→ TASK DETAILS: Output every entry exactly as given.

→ RECORDS SHOWN:
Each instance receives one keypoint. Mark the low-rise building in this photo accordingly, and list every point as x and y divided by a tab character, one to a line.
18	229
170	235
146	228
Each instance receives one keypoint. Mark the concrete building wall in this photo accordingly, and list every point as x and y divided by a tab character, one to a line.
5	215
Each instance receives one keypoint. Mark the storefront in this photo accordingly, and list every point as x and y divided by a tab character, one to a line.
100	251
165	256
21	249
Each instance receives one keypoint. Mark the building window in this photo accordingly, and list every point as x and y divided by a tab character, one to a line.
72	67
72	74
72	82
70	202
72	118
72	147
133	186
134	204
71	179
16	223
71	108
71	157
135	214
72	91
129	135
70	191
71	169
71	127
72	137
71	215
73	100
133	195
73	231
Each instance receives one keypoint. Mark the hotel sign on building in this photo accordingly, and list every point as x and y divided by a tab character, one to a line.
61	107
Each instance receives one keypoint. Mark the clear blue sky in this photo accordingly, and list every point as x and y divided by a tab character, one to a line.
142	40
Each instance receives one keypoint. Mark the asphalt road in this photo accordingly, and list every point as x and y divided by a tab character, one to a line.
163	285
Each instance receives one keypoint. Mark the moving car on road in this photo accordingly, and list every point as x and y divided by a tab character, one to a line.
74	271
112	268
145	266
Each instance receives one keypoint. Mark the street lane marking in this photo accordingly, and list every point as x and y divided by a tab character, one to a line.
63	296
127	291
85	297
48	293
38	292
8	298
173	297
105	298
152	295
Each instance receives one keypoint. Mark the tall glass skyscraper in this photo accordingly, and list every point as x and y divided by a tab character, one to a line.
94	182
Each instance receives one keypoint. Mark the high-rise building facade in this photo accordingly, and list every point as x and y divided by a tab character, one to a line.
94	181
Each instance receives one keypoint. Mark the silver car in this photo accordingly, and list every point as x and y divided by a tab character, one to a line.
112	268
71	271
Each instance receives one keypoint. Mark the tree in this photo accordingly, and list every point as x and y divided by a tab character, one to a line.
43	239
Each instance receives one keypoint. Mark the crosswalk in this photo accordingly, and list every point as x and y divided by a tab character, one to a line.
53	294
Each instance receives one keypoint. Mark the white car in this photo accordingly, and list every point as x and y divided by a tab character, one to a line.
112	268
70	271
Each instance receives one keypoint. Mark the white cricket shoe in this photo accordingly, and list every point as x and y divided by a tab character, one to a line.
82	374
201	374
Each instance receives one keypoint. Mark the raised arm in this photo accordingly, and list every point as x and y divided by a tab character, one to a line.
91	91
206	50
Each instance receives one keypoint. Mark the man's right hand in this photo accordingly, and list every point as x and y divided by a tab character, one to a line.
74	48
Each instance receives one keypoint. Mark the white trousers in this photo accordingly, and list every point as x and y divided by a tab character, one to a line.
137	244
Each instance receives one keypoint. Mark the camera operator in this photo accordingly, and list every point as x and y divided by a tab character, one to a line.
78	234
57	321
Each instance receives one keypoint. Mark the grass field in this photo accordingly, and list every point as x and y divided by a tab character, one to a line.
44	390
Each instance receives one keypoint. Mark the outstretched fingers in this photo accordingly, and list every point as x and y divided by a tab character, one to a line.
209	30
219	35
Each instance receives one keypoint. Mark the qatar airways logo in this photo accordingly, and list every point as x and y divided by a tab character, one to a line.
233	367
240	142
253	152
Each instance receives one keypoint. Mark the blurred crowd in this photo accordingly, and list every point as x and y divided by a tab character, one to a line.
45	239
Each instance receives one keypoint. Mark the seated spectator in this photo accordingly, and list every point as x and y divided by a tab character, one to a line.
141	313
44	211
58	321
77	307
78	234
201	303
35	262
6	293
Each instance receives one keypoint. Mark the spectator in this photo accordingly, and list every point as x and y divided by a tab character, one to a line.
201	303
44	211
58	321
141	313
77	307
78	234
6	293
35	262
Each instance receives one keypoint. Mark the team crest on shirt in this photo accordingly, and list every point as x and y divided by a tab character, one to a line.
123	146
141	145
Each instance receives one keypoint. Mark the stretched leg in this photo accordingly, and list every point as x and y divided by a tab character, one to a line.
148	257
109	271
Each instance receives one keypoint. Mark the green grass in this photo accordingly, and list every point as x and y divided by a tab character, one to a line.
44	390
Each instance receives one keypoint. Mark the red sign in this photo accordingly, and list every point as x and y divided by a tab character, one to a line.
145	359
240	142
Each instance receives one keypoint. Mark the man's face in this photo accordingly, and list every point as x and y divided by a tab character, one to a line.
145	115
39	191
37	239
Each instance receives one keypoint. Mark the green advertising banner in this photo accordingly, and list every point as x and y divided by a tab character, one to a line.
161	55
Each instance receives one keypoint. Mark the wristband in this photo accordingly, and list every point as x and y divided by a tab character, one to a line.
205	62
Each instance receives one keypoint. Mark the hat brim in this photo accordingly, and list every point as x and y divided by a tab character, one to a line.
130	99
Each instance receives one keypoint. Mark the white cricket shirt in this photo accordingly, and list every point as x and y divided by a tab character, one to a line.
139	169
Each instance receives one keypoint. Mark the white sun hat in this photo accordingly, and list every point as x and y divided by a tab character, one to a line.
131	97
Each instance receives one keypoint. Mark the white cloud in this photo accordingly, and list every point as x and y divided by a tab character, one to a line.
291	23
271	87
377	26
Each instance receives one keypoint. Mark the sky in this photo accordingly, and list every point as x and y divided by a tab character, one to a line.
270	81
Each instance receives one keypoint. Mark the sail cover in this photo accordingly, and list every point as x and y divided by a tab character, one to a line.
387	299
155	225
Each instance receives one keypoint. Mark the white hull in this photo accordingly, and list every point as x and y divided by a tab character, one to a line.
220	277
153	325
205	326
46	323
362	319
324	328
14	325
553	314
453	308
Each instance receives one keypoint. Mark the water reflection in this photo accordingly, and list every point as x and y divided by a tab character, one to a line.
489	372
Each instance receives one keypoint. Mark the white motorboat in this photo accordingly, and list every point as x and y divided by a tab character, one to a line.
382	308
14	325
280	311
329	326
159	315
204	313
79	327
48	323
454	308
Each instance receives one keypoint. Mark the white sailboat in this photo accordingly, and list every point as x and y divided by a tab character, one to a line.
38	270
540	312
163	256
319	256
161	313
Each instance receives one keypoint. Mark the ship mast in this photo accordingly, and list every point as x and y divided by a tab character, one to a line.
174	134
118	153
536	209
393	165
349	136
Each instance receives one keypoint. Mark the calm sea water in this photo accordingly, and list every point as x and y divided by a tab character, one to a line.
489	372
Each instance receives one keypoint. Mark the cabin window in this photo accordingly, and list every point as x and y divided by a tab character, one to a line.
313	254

→ RESPONSE:
Each instance receives one keypoint. Mark the low-rise building in this photo accordingly, and list every point as x and y divided by a tab character, one to a line.
18	229
170	235
146	228
Each instance receives one keypoint. Mark the concrete building wall in this photo accordingly, and list every point as x and y divided by a tab character, one to a line.
5	215
Each instance receives one keypoint. Mark the storefront in this photo accordingly, and list every point as x and y divided by a tab character, one to a line.
100	251
165	256
21	249
Each instance receives one keypoint. Mark the building window in this photo accordingly, and list every point as x and y divided by a tab character, one to a line.
72	67
72	74
72	82
70	202
72	118
72	147
133	186
134	204
71	179
16	223
71	108
71	157
135	214
72	91
129	135
70	191
71	169
71	127
72	137
71	215
73	100
133	195
73	231
Each instance receives one keypoint. Mark the hotel sign on building in this photo accordingly, and list every point as x and y divided by a tab character, one to a line.
61	107
Each instance receives one keypoint. Mark the clear blue sky in this photo accordingly, and list every point as x and y divided by a tab character, one to a line.
142	40
Each instance receives one keypoint. Mark the asphalt road in this photo accordingly, and list every point as x and y divided by a tab character, one to a line.
163	285
Each instance receives one keypoint. Mark the moving car on road in this photo accordingly, and list every point as x and y divided by a tab character, one to a line.
74	271
112	268
145	266
Each instance receives one keypoint. Mark the street lane marking in this photo accordingly, and list every point as x and y divided by a tab character, one to a line.
63	296
127	291
85	297
48	293
38	292
8	298
173	297
105	298
152	295
Each instance receives one keypoint. Mark the tall glass skyscraper in this photo accordingly, and list every point as x and y divided by a tab character, one to a line.
94	182
Each instance receives one keypoint. Mark the high-rise building facade in this photo accordingly, and list every point as x and y divided by a tab character, one to a line.
94	181
Each instance receives one keypoint. Mark the silver car in this photo accordingly, and list every point as x and y divided by a tab character, one to a line.
112	268
71	271
Each instance receives one keypoint. Mark the tree in this photo accordingly, and list every point as x and y divided by a tab character, one to a line.
43	239
Each instance receives one keypoint. Mark the crosswalk in this photo accordingly, and list every point as x and y divided by a tab character, one to a line.
53	294
Each instance receives one keypoint. Mark the white car in this photo accordingly, and list every point as x and y divided by a tab character, one to a line.
112	268
70	271
Each instance receives one keypoint. Mark the white cricket shoe in this photo accordingly, and list every point as x and y divided by a tab character, one to a line.
82	374
201	374
Each instance receives one keypoint. Mark the raised arm in this photo accordingly, and list every point as x and y divided by a tab character, one to a line.
91	91
206	50
Each instance receives one keypoint. Mark the man's right hand in this photo accordingly, and list every point as x and y divided by a tab character, one to a line.
74	48
Each instance receives one keypoint. Mark the white trousers in this photo accordingly, and list every point as x and y divided by a tab character, one to a line.
137	244
Each instance receives one keypoint. Mark the camera operator in this photo accordingly, and list every point as x and y divided by a tab character, one to a line.
78	234
57	321
Each instance receives one keypoint. Mark the grass field in this photo accordingly, and list every point as x and y divided by a tab character, one to a line.
44	390
Each instance receives one keypoint. Mark the outstretched fingers in this photo accordingly, and list every point as x and y divided by a tab character, one to a line.
209	30
219	35
Each instance receives one keypoint. Mark the qatar airways logo in this photo accordingly, and list every point as x and y divided by a tab character, one to a line.
233	367
240	142
253	152
Each instance receives one keypoint. Mark the blurred crowd in this photo accordingly, and list every point as x and y divided by a tab character, one to a line.
45	239
Each instance receives one keypoint. Mark the seated spectator in this photo accordingly, and list every point as x and y divided by a tab character, one to a line.
141	313
44	211
58	321
77	307
78	234
201	303
35	262
6	293
Each instance receives one keypoint. Mark the spectator in this photo accordingly, and list every point as x and y divided by a tab character, one to a line.
201	303
44	211
58	321
141	313
77	307
78	234
6	293
35	262
Each instance receives one keypoint. Mark the team crest on shirt in this photo accordingly, and list every point as x and y divided by a tab character, one to a line.
123	146
141	145
Each instance receives one keypoint. Mark the stretched leg in this photo accordingly, and list every point as x and y divided by a tab character, one to a line.
148	257
109	271
Each instance receives one keypoint. Mark the green grass in this photo accordingly, and list every point as x and y divided by a tab character, one to a line.
44	390
Each instance receives one keypoint. Mark the red sign in this photo accordingly, and list every point as x and y divided by a tab character, one to a line.
145	359
240	142
Each instance receives one keypoint. Mark the man's face in this photo accordingly, and list every point as x and y divided by a tab character, one to a line.
145	115
39	191
37	239
Each instance receives one keypoint. Mark the green advertising banner in this photo accordingly, and list every point as x and y divided by a tab character, one to a line.
161	55
Each instance receives one keypoint. Mark the wristband in this photo accordingly, and list every point as x and y divided by a tab character, one to a line.
205	62
Each instance receives one keypoint. Mark the hat brim in this photo accordingly, and list every point as x and y divided by a tab character, one to a line.
130	99
Each instance receives one keypoint. Mark the white cricket shirt in this photo accordingly, and list every point as x and y divided by a tab character, one to a line.
139	169
Each instance receives one keypoint. Mark the white sun hat in this photo accordingly, and list every point as x and y divided by a tab character, one to a line.
131	97
Each instance receives one keypoint. Mark the white cloud in this photo accordingly, and list every point as x and y divided by a tab character, one to a line.
291	23
271	87
377	26
Each instance receives one keypoint. Mark the sky in this photo accordingly, and list every point as x and y divided by a tab character, one to a line.
270	81
Each instance receives one keypoint. Mark the sail cover in this photo accordingly, and list every point as x and y divided by a tab character, one to a line.
387	299
155	225
Each instance receives one keypoint. Mark the white hull in this photo accordingly, and list every point as x and y divided by a tab character, one to a line.
220	277
153	325
205	326
46	323
362	319
324	328
14	325
553	314
453	308
Each instance receives one keypoint. Mark the water reflection in this photo accordingly, and list every point as x and y divided by a tab character, one to a line.
489	372
Each instance receives one keypoint. Mark the white motorboat in this photo accordingly, and list every point as x and y divided by a tab character, one to a line.
382	308
14	325
280	311
329	326
159	315
204	313
79	327
48	323
454	308
Each instance receives one keypoint. Mark the white sailboat in this photo accordingly, and list every point as x and y divided by a tab character, one to a line.
38	270
540	312
163	256
319	256
161	313
Each instance receives one keypoint. Mark the ship mast in this photo accordingly, and list every point as x and y divided by a tab character, one to a line.
174	134
118	153
536	209
393	165
349	136
Each instance receives one keypoint. Mark the calm sea water in this photo accordingly, and list every point as x and y divided by a tab character, one to a line.
489	372
Each instance receives one keypoint. Mark the cabin window in this photo accordingly, and list every point as x and y divided by a tab character, one to a line.
313	254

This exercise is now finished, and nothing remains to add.